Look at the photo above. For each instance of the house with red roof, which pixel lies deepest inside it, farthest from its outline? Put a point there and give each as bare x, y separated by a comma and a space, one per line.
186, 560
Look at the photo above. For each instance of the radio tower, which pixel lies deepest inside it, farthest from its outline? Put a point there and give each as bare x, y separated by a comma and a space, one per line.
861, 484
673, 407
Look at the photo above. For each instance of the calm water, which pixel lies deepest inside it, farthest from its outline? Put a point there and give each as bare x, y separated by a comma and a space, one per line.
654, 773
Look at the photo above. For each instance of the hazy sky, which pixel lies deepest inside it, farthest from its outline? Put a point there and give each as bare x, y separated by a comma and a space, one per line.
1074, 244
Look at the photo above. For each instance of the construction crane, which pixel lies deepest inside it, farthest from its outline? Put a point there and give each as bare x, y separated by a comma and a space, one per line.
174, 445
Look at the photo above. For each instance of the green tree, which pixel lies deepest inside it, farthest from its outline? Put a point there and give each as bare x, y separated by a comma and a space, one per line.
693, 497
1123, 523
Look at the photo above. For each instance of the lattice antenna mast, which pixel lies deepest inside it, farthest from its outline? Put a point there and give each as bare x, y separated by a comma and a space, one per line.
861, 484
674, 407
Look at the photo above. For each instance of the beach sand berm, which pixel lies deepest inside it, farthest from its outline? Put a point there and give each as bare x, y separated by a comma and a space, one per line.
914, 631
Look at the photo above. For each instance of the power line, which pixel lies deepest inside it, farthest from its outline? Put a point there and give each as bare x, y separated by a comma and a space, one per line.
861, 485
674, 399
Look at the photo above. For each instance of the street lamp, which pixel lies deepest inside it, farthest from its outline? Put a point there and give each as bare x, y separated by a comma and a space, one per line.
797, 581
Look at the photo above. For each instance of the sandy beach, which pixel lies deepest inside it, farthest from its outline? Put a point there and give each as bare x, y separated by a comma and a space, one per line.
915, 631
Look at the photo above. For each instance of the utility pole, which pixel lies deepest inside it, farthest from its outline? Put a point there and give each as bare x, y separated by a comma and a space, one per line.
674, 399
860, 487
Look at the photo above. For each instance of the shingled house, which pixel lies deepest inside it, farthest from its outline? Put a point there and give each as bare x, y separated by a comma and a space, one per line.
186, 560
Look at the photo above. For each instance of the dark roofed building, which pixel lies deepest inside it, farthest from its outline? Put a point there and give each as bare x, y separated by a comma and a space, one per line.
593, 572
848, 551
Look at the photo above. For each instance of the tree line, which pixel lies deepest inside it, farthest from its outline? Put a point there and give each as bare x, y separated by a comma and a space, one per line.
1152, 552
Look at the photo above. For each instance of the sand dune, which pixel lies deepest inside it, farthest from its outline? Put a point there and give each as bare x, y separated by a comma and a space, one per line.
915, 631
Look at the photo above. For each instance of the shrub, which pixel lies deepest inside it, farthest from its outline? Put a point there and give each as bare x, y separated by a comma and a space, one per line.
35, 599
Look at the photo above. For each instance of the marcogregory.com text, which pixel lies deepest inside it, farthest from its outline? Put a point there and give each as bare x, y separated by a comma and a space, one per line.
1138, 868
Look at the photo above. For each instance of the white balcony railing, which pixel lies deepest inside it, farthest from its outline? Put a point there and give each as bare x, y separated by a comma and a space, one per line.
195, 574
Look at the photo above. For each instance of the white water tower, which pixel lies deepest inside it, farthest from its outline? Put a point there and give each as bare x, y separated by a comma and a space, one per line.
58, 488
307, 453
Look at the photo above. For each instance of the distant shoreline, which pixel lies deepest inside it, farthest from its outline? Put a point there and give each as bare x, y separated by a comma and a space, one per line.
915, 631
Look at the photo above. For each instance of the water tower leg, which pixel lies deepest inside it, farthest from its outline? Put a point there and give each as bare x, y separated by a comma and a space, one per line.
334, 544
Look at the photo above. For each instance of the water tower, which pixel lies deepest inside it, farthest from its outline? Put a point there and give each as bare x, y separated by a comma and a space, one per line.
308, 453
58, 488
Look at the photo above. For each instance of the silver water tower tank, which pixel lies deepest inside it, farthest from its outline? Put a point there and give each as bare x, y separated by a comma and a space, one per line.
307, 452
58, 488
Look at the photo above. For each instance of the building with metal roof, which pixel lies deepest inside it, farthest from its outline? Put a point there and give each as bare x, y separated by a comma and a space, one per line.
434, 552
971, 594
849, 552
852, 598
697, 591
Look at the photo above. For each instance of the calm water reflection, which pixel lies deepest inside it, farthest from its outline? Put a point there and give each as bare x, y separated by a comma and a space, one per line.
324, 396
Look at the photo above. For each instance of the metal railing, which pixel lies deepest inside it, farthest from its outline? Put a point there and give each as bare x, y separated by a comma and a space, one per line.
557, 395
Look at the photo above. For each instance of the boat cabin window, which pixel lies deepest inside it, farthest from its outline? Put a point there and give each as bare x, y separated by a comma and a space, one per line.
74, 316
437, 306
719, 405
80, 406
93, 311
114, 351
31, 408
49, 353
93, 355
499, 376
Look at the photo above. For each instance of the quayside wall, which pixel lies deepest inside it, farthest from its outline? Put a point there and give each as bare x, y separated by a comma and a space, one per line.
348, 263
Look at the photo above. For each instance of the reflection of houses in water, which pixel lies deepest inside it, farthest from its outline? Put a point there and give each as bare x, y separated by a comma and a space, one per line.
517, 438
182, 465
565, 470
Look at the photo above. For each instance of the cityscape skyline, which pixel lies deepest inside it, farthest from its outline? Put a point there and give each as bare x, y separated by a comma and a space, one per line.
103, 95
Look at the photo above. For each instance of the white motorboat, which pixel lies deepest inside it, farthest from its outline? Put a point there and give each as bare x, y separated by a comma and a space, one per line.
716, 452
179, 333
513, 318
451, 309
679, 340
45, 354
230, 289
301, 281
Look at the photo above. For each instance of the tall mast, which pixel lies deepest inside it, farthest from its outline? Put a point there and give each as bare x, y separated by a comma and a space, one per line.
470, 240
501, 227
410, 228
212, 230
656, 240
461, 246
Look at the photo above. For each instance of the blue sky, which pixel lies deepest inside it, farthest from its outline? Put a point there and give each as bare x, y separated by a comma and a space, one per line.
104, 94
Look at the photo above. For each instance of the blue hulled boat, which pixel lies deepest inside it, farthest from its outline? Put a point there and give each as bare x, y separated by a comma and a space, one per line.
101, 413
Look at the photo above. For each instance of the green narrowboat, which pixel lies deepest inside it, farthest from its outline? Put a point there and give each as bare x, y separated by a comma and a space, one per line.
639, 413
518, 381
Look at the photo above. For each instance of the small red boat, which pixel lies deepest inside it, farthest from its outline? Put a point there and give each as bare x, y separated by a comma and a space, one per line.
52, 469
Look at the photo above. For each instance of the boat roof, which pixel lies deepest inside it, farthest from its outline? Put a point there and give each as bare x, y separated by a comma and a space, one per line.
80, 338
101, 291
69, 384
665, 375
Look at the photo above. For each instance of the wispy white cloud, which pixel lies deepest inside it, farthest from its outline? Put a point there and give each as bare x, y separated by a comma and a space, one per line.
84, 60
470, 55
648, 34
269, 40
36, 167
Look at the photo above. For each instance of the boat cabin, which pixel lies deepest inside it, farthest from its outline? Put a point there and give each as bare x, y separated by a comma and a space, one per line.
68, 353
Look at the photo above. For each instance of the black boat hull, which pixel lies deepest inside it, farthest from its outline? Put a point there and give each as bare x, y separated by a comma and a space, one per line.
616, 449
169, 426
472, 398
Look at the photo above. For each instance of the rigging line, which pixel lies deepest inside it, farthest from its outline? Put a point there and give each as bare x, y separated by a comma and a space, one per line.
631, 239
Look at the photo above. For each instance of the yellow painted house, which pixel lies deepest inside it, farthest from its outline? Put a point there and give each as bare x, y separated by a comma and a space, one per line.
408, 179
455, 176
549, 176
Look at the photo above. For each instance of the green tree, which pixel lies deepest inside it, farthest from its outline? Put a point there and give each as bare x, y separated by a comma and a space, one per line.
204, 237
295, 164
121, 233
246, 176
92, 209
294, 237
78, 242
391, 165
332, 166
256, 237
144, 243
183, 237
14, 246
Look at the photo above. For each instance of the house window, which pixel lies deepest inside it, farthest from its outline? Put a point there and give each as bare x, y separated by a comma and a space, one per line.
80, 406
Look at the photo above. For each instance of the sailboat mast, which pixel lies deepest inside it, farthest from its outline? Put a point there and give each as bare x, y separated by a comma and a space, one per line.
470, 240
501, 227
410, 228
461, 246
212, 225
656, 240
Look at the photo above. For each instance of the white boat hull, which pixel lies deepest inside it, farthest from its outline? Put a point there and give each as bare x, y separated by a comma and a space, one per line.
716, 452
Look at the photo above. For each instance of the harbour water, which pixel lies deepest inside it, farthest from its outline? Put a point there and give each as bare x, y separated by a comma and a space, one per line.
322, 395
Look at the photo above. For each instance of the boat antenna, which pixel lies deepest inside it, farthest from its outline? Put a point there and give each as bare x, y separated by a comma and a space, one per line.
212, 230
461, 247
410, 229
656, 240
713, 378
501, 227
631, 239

Short task:
Reproduce word for word the part of the entries that opens with the line containing "boat antenna, which" and closes with the final line of the entries, including both of those lines.

Answer in full:
Look at the photo above. For each instance of the boat antenna, which pixel lies deepest inside it, farthest from its outline? Put a point there and give each as bare x, y separated by a comma and a space, one per line.
212, 230
461, 247
410, 229
656, 240
713, 378
501, 227
631, 239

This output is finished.